**Set problem**
Repeat the records exactly. Every line must match.

**Extracted information**

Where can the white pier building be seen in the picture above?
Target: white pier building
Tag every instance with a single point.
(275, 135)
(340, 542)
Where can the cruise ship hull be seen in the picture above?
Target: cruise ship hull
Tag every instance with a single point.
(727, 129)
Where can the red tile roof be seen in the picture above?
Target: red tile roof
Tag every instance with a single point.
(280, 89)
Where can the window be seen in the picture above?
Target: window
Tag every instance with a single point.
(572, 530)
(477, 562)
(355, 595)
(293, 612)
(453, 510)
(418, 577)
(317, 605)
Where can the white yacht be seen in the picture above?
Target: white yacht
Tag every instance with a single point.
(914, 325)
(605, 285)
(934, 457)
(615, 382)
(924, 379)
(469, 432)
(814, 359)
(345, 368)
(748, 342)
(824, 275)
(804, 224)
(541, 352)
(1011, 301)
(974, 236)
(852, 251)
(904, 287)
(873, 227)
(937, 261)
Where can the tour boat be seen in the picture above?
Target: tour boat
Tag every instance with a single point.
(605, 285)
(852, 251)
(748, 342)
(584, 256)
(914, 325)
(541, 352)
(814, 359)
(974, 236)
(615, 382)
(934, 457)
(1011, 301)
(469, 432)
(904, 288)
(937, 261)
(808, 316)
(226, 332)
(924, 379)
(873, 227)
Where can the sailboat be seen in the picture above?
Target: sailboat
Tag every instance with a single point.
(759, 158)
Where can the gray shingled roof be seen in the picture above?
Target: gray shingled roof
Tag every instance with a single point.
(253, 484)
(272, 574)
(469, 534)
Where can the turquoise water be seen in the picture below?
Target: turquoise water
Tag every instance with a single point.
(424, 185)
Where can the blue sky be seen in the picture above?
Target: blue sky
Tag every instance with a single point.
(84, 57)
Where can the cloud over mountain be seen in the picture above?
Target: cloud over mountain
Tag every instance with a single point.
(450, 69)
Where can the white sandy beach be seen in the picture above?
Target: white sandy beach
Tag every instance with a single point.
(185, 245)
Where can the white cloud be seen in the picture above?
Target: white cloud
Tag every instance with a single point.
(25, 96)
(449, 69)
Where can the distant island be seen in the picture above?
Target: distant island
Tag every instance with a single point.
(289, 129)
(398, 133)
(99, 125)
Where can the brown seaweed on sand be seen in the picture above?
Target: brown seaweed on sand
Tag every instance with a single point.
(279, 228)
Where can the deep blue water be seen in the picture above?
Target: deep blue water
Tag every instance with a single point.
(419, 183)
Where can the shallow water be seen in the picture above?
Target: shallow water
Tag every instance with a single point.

**Completed task**
Where can the white pier building be seen in the picture above?
Target: white pier building
Tag every instance with a single point.
(275, 135)
(340, 542)
Where can the cruise ship hull be seen in the picture above?
Target: cruise ship hull
Tag every instance with a single point.
(727, 129)
Where can the red tile roof be seen in the picture above?
Target: red tile roof
Tag every instance with a single point.
(280, 89)
Where can the window be seen in the picture above?
Target: window
Tag every instance with a single point.
(572, 530)
(477, 562)
(355, 595)
(293, 612)
(453, 510)
(418, 577)
(317, 605)
Where can the white yacht be seen in the picture above?
Target: white yacht
Tag every instance with a single point.
(914, 325)
(605, 285)
(934, 457)
(615, 382)
(924, 379)
(469, 432)
(814, 359)
(345, 368)
(748, 342)
(824, 275)
(804, 224)
(541, 352)
(1011, 301)
(974, 236)
(852, 251)
(904, 287)
(873, 227)
(937, 261)
Where can the tour boat be seen in the picture above?
Target: tour boat
Tag every instance with a single point.
(605, 285)
(852, 251)
(748, 342)
(584, 256)
(914, 325)
(541, 352)
(814, 359)
(974, 236)
(615, 382)
(934, 457)
(1011, 301)
(469, 432)
(904, 288)
(937, 261)
(808, 316)
(226, 332)
(924, 379)
(873, 227)
Where can the sailboat be seen in the picture above?
Target: sailboat
Tag every instance with a single point.
(759, 158)
Where can the gray shingled roof be seen in the picture above?
Target: gray shingled roof
Tag every instance with a single point.
(253, 484)
(272, 574)
(469, 534)
Where can the turquoise water be seen in the picture below?
Target: turquoise water
Tag every instance with a single point.
(424, 185)
Where can the blue sky be seen in the picture above?
Target: blue sky
Tag every instance with a single point.
(84, 57)
Where can the cloud over mountain be seen in the picture above?
Target: cloud over mountain
Tag every instance with a single point.
(450, 69)
Where can the white sandy beach be seen in the picture above?
Target: white sandy beach
Tag every instance with a single point.
(185, 245)
Where can the white cloud be seen in the picture above?
Target: white cloud
Tag every instance with a single point.
(25, 96)
(449, 69)
Where can the distant island be seen in the picture above?
Target: distant island
Tag every instance with a single point.
(289, 129)
(398, 133)
(99, 125)
Where can the brown seaweed on sand be seen in the picture above?
Target: brown seaweed on sand
Tag every instance with a single point.
(279, 228)
Where can the deep blue water be seen in the picture above?
Target: deep blue water
Tag every instance with a single point.
(419, 183)
Where can the shallow water be seen in the picture above?
Target: shallow water
Tag every instance with a single point.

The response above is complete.